* DIRECTIONS
Convert every line of the records below into a Markdown table with the columns "No." and "Line": number the lines in order and omit any blank ones.

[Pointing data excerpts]
········
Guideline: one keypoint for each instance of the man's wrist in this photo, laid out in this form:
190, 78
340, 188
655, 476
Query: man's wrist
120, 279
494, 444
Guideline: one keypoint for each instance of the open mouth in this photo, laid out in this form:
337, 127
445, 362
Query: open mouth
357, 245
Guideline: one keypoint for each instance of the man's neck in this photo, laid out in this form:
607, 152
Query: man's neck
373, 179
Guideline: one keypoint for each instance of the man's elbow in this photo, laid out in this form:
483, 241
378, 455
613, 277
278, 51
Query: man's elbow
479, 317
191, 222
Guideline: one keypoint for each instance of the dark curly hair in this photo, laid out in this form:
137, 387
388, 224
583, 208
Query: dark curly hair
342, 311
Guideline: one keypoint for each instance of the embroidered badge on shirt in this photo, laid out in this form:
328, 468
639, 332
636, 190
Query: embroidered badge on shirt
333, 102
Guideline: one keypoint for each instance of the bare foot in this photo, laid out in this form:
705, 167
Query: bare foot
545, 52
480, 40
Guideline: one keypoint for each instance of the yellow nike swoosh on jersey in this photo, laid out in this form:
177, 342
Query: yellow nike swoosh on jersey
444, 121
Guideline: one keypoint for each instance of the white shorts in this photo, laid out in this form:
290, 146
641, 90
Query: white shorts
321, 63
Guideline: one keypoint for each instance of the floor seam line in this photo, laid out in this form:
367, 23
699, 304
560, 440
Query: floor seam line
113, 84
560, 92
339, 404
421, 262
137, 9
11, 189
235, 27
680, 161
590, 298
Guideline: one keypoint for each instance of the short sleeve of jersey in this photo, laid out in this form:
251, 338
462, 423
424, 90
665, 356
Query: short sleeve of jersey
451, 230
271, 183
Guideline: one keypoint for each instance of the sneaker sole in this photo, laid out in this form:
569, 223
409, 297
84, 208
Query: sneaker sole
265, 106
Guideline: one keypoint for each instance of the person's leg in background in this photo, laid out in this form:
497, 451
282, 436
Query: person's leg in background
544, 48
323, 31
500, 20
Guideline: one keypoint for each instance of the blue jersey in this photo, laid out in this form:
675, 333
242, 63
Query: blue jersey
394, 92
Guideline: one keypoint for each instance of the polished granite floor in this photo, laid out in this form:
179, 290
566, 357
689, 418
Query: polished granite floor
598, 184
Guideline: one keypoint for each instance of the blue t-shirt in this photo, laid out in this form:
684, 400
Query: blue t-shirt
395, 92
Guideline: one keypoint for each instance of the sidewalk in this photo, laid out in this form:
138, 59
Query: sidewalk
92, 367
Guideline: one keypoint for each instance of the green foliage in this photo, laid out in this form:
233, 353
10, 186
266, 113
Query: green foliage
········
* EXERCISE SOLUTION
| No. | Line |
|---|---|
| 1 | Guideline: one keypoint for each instance of the man's wrist in this photo, laid out in this form: |
| 2 | 190, 78 |
| 3 | 340, 188 |
| 4 | 655, 476 |
| 5 | Query: man's wrist |
| 6 | 120, 279 |
| 7 | 494, 444 |
| 8 | Guideline: one keypoint for each instance of the open mouth in this photo, laid out in this form: |
| 9 | 337, 127 |
| 10 | 445, 362 |
| 11 | Query: open mouth |
| 12 | 357, 245 |
| 13 | Guideline: one keypoint for each instance of the man's neck in this photo, laid out in this form: |
| 14 | 607, 152 |
| 15 | Query: man's neck |
| 16 | 373, 179 |
| 17 | Guideline: one keypoint for each instance of the man's elbow in this photo, laid out in this form: |
| 18 | 483, 241 |
| 19 | 378, 455 |
| 20 | 613, 277 |
| 21 | 278, 51 |
| 22 | Query: man's elbow |
| 23 | 479, 317 |
| 24 | 191, 222 |
| 25 | Guideline: one keypoint for each instance of the dark curly hair in this photo, laid out in this form: |
| 26 | 137, 387 |
| 27 | 388, 224 |
| 28 | 583, 208 |
| 29 | Query: dark curly hair |
| 30 | 342, 311 |
| 31 | Guideline: one keypoint for each instance of the embroidered badge on shirt in this photo, laid out in this form: |
| 32 | 328, 468 |
| 33 | 639, 332 |
| 34 | 636, 190 |
| 35 | Query: embroidered badge on shirt |
| 36 | 333, 102 |
| 37 | Guideline: one keypoint for each instance of the bare foot in this photo, laid out in this form: |
| 38 | 705, 167 |
| 39 | Query: bare foot |
| 40 | 545, 52 |
| 41 | 480, 40 |
| 42 | Guideline: one keypoint for each instance of the yellow nike swoosh on jersey in this photo, laid out in this form: |
| 43 | 177, 342 |
| 44 | Query: yellow nike swoosh on jersey |
| 45 | 444, 121 |
| 46 | Guideline: one keypoint for each instance of the white shorts in this photo, laid out in this form: |
| 47 | 290, 146 |
| 48 | 641, 90 |
| 49 | Query: white shorts |
| 50 | 321, 63 |
| 51 | Guideline: one keypoint for each instance of the floor seam line in this photo, laid out in this form: |
| 52 | 367, 23 |
| 53 | 699, 304 |
| 54 | 560, 440 |
| 55 | Query: floor seam line |
| 56 | 113, 84 |
| 57 | 560, 92 |
| 58 | 339, 404 |
| 59 | 421, 262 |
| 60 | 137, 9 |
| 61 | 11, 189 |
| 62 | 235, 27 |
| 63 | 680, 161 |
| 64 | 590, 298 |
| 65 | Guideline: one keypoint for each instance of the short sleeve of jersey in this photo, laid out in this form: |
| 66 | 251, 338 |
| 67 | 462, 423 |
| 68 | 424, 90 |
| 69 | 665, 356 |
| 70 | Query: short sleeve of jersey |
| 71 | 451, 230 |
| 72 | 271, 183 |
| 73 | Guideline: one keypoint for each instance of the sneaker sole in this photo, laid out in this form: |
| 74 | 569, 223 |
| 75 | 409, 297 |
| 76 | 84, 208 |
| 77 | Query: sneaker sole |
| 78 | 265, 106 |
| 79 | Guideline: one keypoint for each instance of the person's leg in background in this photo, laid out in this form: |
| 80 | 497, 451 |
| 81 | 282, 436 |
| 82 | Query: person's leg in background |
| 83 | 544, 48 |
| 84 | 323, 31 |
| 85 | 500, 20 |
| 86 | Guideline: one keypoint for each instance of the blue jersey in this photo, laid out in this form: |
| 87 | 675, 333 |
| 88 | 242, 63 |
| 89 | Query: blue jersey |
| 90 | 394, 92 |
| 91 | Guideline: one keypoint for each instance of the polished granite floor in this photo, laid out in this form: |
| 92 | 179, 290 |
| 93 | 566, 357 |
| 94 | 689, 418 |
| 95 | Query: polished granite floor |
| 96 | 598, 184 |
| 97 | Guideline: one keypoint for each instance of the blue t-shirt in this photo, laid out in this form: |
| 98 | 684, 400 |
| 99 | Query: blue t-shirt |
| 100 | 395, 92 |
| 101 | Guideline: one keypoint for each instance of the sidewalk in this photo, laid out in this form: |
| 102 | 138, 59 |
| 103 | Query: sidewalk |
| 104 | 92, 367 |
| 105 | Guideline: one keypoint for each instance of the green foliage in this photo, laid out in this form: |
| 106 | 233, 353 |
| 107 | 10, 186 |
| 108 | 266, 113 |
| 109 | Query: green foliage |